DCMS committee launches inquiry into effect of Covid-19 on media and other sectors

Posted on: April 8, 2020 by Claire Meadows

The Department for Digital, Culture, Media and Sport’s (DCMS) Select Committee has launched an inquiry into the impact of Covid-19 on the media and other sectors under its remit.

Inviting evidence, the committee said that it was particularly interested in the immediate impact of the virus and its long-term effects. Alongside, the effect of social and financial measures in both the short and long-term, the committee said that it will seek to question ministers about the effectiveness of Government action to date and invites responses on what further support is needed.

Ian Murray, Executive Director of the Society of Editors has welcomed the committee’s recognition of the challenges facing the UK media amid the ongoing crisis.

He said: “These are truly challenging times as the media industry rises to the call to provide vital edited news and information amid the Covid-19 crisis yet at the same time faces the need to maintain those high standards during an economic emergency. The DCMS committee is right to look at whether sufficient support is being put in place to protect the industry now and in the future.”

(Stored records)
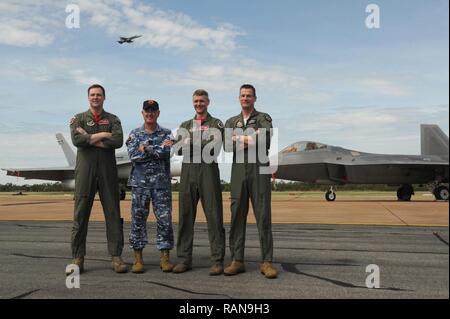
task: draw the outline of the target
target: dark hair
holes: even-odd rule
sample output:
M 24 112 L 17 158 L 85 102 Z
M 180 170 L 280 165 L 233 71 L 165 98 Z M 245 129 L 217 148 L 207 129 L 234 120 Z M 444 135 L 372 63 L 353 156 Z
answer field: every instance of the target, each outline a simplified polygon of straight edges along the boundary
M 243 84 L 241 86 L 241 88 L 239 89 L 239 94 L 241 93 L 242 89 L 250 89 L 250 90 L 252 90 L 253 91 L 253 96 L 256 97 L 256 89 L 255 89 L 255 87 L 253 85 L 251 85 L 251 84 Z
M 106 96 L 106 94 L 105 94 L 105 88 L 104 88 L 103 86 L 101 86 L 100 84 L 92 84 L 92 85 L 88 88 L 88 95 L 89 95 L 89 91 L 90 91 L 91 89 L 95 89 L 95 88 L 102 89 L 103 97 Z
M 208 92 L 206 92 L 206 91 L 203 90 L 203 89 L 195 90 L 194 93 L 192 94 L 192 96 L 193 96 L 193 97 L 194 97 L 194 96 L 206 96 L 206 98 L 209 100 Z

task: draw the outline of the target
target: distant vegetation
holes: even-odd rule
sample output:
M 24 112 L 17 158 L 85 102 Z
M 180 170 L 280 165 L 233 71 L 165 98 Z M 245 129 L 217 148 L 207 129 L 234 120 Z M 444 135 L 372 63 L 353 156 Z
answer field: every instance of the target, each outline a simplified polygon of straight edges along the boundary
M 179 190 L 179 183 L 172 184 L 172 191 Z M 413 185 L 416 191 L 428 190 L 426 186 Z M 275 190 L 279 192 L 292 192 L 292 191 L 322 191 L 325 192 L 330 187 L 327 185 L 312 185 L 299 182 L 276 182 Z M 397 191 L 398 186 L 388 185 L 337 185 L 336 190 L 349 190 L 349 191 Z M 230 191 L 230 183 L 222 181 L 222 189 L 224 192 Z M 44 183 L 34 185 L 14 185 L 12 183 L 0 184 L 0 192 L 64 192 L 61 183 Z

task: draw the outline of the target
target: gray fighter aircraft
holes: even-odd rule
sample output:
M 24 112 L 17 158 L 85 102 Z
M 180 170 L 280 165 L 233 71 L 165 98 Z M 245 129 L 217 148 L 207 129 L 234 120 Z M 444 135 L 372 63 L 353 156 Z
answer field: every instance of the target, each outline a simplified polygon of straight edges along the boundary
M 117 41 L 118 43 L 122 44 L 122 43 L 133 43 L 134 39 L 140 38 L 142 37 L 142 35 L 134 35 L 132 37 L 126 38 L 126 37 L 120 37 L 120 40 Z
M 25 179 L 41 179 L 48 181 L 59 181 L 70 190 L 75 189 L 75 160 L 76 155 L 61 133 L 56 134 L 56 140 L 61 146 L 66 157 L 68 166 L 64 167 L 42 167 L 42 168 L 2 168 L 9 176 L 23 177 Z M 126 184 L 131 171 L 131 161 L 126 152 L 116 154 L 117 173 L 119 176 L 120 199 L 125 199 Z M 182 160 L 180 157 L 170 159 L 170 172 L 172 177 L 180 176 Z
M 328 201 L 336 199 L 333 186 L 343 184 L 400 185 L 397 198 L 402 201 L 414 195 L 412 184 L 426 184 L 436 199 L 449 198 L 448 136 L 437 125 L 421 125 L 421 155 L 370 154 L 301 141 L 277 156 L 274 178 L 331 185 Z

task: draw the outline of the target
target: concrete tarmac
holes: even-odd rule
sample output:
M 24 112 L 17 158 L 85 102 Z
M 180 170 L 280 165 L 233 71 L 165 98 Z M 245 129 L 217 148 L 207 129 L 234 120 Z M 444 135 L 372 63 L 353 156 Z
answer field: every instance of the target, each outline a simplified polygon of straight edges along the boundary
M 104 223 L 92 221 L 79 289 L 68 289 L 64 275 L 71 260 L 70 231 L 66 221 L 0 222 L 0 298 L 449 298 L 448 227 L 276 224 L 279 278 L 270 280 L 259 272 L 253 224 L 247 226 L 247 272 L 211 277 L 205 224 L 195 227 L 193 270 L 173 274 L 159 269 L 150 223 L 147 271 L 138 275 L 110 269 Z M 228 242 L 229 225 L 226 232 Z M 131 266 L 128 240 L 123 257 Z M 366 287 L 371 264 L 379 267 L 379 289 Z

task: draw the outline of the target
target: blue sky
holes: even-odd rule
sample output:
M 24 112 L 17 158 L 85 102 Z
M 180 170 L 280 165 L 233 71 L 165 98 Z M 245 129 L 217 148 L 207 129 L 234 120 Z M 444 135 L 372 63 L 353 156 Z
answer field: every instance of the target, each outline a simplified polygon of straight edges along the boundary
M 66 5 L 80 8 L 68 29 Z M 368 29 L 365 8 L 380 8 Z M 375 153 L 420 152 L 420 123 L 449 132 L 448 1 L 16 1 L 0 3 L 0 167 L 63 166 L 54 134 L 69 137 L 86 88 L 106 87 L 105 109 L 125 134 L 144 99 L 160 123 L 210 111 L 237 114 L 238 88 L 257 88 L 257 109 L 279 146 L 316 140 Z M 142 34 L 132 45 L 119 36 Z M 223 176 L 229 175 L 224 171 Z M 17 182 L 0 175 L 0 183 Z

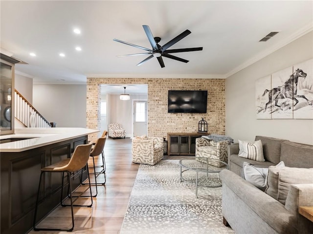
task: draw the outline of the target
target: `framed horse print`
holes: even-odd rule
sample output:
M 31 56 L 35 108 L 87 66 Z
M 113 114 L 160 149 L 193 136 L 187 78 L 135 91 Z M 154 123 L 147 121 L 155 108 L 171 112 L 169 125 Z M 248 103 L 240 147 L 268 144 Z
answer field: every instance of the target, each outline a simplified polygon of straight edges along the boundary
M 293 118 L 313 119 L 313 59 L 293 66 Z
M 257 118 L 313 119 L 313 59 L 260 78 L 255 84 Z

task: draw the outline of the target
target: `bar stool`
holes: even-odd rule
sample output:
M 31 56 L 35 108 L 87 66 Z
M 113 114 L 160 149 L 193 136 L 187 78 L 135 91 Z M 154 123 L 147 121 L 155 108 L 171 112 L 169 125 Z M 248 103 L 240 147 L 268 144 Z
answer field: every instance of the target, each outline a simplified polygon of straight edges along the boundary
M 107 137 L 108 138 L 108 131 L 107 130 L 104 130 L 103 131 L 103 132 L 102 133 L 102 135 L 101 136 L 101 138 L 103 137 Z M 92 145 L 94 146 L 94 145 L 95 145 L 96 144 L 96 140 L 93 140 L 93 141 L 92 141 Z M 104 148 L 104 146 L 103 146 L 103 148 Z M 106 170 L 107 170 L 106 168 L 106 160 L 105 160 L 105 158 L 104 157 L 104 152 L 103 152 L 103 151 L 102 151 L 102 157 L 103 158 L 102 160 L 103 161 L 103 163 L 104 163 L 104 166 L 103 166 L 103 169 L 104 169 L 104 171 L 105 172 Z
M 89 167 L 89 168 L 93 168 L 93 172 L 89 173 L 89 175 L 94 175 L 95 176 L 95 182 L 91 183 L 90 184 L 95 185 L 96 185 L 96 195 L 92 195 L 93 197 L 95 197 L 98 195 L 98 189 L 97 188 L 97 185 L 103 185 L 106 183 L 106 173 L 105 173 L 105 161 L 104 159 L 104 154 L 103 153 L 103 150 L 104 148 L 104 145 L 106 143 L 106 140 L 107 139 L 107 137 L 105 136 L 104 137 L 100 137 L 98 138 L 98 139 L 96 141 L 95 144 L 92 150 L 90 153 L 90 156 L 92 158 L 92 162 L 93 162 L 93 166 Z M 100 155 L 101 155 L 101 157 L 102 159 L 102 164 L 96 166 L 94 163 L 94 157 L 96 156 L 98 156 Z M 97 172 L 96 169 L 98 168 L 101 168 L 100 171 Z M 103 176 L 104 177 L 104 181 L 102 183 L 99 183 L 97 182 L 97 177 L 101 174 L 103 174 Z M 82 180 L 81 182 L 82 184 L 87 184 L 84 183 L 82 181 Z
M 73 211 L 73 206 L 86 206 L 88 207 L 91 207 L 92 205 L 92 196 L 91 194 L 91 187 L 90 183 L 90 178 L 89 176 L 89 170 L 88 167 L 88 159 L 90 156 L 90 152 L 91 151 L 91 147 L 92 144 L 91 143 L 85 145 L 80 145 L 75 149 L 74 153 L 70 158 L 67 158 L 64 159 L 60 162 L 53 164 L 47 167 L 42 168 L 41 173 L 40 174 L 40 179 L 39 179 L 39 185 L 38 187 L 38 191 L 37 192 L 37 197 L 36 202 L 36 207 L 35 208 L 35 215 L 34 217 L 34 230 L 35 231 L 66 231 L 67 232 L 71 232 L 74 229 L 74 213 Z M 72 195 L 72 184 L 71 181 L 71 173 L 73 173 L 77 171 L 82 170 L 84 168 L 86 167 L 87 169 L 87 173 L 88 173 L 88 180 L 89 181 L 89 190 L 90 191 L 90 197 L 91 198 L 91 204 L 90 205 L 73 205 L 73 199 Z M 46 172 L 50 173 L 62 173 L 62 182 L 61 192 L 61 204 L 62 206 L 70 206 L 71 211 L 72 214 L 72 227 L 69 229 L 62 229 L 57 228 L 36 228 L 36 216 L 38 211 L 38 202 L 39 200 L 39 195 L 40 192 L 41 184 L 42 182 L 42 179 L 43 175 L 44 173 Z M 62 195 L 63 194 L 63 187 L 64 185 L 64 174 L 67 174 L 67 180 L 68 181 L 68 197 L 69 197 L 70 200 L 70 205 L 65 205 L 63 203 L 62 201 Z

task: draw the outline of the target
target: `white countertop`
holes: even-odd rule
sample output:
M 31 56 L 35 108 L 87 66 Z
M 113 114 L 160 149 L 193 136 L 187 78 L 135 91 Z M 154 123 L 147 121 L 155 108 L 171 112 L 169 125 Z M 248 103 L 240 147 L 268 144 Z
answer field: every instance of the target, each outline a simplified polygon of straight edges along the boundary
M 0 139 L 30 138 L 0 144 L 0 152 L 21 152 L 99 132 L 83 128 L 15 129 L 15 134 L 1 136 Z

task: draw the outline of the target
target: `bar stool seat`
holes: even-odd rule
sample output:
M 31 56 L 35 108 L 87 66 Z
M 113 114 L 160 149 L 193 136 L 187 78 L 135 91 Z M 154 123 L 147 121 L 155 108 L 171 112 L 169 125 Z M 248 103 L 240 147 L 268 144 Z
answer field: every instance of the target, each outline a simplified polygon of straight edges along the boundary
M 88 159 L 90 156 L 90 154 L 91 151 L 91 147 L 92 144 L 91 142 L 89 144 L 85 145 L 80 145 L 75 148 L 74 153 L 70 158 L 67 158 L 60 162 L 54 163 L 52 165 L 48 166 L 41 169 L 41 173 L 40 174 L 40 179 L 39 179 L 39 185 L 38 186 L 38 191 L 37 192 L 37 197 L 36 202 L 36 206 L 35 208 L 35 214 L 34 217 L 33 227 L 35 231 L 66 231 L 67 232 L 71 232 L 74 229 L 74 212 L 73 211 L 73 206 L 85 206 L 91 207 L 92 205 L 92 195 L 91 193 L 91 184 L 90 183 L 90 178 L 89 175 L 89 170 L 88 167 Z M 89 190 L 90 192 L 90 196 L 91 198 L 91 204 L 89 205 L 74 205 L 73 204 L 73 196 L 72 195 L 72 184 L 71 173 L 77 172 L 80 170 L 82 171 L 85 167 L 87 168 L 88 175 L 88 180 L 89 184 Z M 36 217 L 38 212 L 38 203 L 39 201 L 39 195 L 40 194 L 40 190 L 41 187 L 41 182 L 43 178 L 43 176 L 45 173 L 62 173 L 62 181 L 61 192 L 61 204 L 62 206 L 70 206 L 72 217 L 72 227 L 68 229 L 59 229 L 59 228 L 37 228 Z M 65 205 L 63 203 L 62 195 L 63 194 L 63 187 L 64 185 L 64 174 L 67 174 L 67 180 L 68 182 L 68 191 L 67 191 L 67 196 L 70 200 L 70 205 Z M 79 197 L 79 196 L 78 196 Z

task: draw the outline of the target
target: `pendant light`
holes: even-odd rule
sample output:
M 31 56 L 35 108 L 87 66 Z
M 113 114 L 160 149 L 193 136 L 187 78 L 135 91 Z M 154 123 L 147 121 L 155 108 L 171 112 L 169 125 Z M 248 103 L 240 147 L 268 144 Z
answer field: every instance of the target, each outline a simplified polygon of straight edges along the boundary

> [Exercises]:
[1] Decide whether each statement below agrees with the Covid-19 inquiry article, answering yes or no and quoting the deciding words of the article. (a) The committee intends to question ministers about how effective Government action has been so far. (b) Ian Murray is identified as chair of the DCMS Select Committee. (c) The committee is interested only in the immediate impact of the virus.
[2] Revise the section of the Covid-19 inquiry article that begins at the words "The Department for" and stops after "support is needed.", changing "remit" to "purview".

> [Answers to the tasks]:
[1]
(a) Yes: "the committee said that it will seek to question ministers about the effectiveness of Government action to date"
(b) No: "Ian Murray, Executive Director of the Society of Editors"
(c) No: "particularly interested in the immediate impact of the virus and its long-term effects"

[2]
The Department for Digital, Culture, Media and Sport’s (DCMS) Select Committee has launched an inquiry into the impact of Covid-19 on the media and other sectors under its purview.

Inviting evidence, the committee said that it was particularly interested in the immediate impact of the virus and its long-term effects. Alongside, the effect of social and financial measures in both the short and long-term, the committee said that it will seek to question ministers about the effectiveness of Government action to date and invites responses on what further support is needed.